-- Exercise prompt --
An exact copy of all the data is required.

-- Information provided --
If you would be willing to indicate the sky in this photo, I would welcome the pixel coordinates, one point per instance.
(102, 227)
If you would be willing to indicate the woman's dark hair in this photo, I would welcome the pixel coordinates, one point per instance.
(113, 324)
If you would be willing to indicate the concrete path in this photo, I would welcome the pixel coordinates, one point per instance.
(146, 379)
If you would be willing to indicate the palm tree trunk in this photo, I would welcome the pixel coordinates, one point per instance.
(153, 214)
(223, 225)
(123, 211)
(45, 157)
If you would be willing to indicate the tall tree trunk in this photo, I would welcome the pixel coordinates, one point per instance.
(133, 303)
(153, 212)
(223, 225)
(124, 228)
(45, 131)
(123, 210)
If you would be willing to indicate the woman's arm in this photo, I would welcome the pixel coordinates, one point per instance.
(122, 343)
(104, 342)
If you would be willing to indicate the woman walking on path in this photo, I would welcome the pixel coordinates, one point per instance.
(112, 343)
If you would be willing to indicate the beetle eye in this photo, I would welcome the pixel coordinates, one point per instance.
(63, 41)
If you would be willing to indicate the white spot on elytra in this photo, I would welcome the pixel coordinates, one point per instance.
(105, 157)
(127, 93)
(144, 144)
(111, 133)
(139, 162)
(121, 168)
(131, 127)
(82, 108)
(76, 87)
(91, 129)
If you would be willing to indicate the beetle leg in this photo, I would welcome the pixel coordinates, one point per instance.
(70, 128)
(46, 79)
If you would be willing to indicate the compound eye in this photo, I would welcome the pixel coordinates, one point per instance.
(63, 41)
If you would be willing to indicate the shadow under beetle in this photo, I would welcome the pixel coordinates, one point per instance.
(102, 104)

-- Output for this task --
If you would be willing to indicate the sky in this photo, I would welcome the pixel coordinates, one point per instance.
(102, 227)
If you would be willing to indicate the woman's dark hair in this photo, I would welcome the pixel coordinates, one point per instance.
(113, 324)
If you would be willing to indicate the concrete path in this photo, I would welcome the pixel coordinates, one point per instance.
(146, 379)
If you would be willing to indicate the palm tree trunk in this photo, I would welcome the pixel coordinates, one point per instance.
(153, 214)
(223, 225)
(123, 211)
(45, 157)
If you would be willing to indicate the tall tree trunk in this photo, I would welcome the pixel coordinates, one point per instance.
(133, 303)
(153, 212)
(223, 225)
(124, 228)
(45, 131)
(123, 210)
If you would be willing to indicate the woman's arm in this photo, I would welcome the pixel coordinates, one point per instance.
(122, 343)
(104, 342)
If you would be willing to indicate the woman walking on path in this photo, I would welcome the pixel coordinates, one point per instance.
(112, 343)
If you would be willing to indicate the beetle eye in this photo, I would welcome the pixel coordinates, one point per instance.
(63, 41)
If you would be willing to indicate the white spot on elytra in this photo, I would welcome the pixel coordinates, one point per instance.
(105, 157)
(127, 93)
(144, 144)
(111, 133)
(139, 162)
(121, 168)
(131, 127)
(82, 108)
(76, 87)
(91, 129)
If you would be willing to indicate the beetle leg in this photo, I would welcome the pixel coordinates, one point per instance.
(70, 128)
(46, 79)
If you would be willing to indicate the compound eye in this photo, I would welcome the pixel coordinates, one point per instance.
(63, 41)
If you would be willing to indicate the shadow under beetle in this photo, I would welcome the pixel coordinates, one point per instance.
(102, 104)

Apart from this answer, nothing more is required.